Please update the entries below by changing every "rough mask" to "coarse mask", leaving everything else as it is.

Task inputs:
=-=-=-=-=
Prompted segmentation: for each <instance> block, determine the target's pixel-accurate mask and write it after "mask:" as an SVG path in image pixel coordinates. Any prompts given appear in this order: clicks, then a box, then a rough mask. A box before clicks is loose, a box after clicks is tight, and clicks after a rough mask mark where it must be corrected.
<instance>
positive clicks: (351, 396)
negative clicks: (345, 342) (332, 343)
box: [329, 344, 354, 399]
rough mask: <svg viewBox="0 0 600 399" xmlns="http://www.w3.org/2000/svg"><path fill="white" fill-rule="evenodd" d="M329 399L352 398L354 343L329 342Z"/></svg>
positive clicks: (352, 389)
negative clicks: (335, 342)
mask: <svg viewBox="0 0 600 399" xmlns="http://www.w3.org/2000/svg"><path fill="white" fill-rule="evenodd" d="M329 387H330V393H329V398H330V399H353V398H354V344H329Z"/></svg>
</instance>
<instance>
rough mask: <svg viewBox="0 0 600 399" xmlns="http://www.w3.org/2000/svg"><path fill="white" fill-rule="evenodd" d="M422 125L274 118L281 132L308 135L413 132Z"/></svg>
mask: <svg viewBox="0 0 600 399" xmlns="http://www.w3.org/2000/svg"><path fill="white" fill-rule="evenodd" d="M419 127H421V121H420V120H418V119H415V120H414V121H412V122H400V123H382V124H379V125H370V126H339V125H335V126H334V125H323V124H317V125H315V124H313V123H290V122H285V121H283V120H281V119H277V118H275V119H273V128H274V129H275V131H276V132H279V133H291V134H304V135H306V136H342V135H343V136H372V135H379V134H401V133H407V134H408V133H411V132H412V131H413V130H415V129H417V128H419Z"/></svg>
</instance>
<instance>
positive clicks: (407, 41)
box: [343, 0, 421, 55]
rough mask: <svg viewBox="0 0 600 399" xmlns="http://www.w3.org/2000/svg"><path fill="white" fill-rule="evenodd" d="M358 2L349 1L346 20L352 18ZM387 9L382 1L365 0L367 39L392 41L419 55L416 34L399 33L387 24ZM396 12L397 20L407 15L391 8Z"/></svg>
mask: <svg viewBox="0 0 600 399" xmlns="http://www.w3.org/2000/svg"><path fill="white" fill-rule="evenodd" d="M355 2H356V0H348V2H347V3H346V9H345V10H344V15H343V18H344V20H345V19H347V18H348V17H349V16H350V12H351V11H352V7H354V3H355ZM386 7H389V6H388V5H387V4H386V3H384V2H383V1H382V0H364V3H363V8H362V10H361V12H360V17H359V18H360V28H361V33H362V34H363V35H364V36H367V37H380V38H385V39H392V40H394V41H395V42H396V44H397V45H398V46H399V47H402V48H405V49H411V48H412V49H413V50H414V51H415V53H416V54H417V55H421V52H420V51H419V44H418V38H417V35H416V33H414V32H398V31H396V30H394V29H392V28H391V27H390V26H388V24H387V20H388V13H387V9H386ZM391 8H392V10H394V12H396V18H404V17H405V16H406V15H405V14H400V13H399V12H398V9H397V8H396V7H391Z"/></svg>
=-=-=-=-=
Answer section:
Prompted segmentation: for each <instance> block, determine the target's pixel-accurate mask and write it after "mask:" as an SVG path in image pixel coordinates. Any prompts given appear in this order: clicks, then a box, then a coarse mask. A box before clicks is loose, a box after clicks is tight, and clicks after a coarse mask mark where it must be corrected.
<instance>
positive clicks: (351, 396)
negative clicks: (345, 342) (332, 343)
box: [329, 344, 354, 399]
coarse mask: <svg viewBox="0 0 600 399" xmlns="http://www.w3.org/2000/svg"><path fill="white" fill-rule="evenodd" d="M329 399L352 398L354 343L329 342Z"/></svg>
positive clicks: (352, 389)
negative clicks: (335, 342)
mask: <svg viewBox="0 0 600 399" xmlns="http://www.w3.org/2000/svg"><path fill="white" fill-rule="evenodd" d="M329 387H330V393H329V398H330V399H353V398H354V344H329Z"/></svg>
</instance>
<instance>
coarse mask: <svg viewBox="0 0 600 399" xmlns="http://www.w3.org/2000/svg"><path fill="white" fill-rule="evenodd" d="M422 125L274 118L281 132L308 135L413 132Z"/></svg>
mask: <svg viewBox="0 0 600 399" xmlns="http://www.w3.org/2000/svg"><path fill="white" fill-rule="evenodd" d="M419 127H421V121H420V120H418V119H415V120H414V121H412V122H400V123H382V124H379V125H370V126H339V125H335V126H334V125H323V124H317V125H315V124H313V123H290V122H285V121H283V120H281V119H277V118H275V119H273V128H274V129H275V131H276V132H279V133H291V134H304V135H306V136H342V135H343V136H372V135H379V134H401V133H407V134H408V133H411V132H412V131H413V130H415V129H417V128H419Z"/></svg>
</instance>
<instance>
positive clicks: (407, 41)
box: [343, 0, 421, 55]
coarse mask: <svg viewBox="0 0 600 399" xmlns="http://www.w3.org/2000/svg"><path fill="white" fill-rule="evenodd" d="M358 2L349 1L346 20L352 18ZM387 9L382 1L365 0L367 39L392 41L419 55L416 34L399 33L387 24ZM396 12L397 20L407 15L391 8Z"/></svg>
mask: <svg viewBox="0 0 600 399" xmlns="http://www.w3.org/2000/svg"><path fill="white" fill-rule="evenodd" d="M355 2H356V0H348V2H347V3H346V9H345V10H344V15H343V18H344V20H345V19H347V18H348V17H349V16H350V12H351V11H352V7H354V3H355ZM386 7H389V6H388V5H387V4H386V3H384V2H383V1H382V0H364V3H363V8H362V10H361V12H360V17H359V18H360V28H361V33H362V34H363V35H364V36H367V37H380V38H385V39H392V40H394V41H395V42H396V44H397V45H398V46H399V47H402V48H405V49H411V48H412V49H413V50H414V51H415V53H416V54H417V55H421V52H420V51H419V44H418V38H417V35H416V33H414V32H398V31H396V30H394V29H392V28H391V27H390V26H388V24H387V20H388V13H387V9H386ZM391 8H392V10H394V12H396V18H404V17H405V16H406V15H405V14H400V13H399V12H398V9H397V8H396V7H391Z"/></svg>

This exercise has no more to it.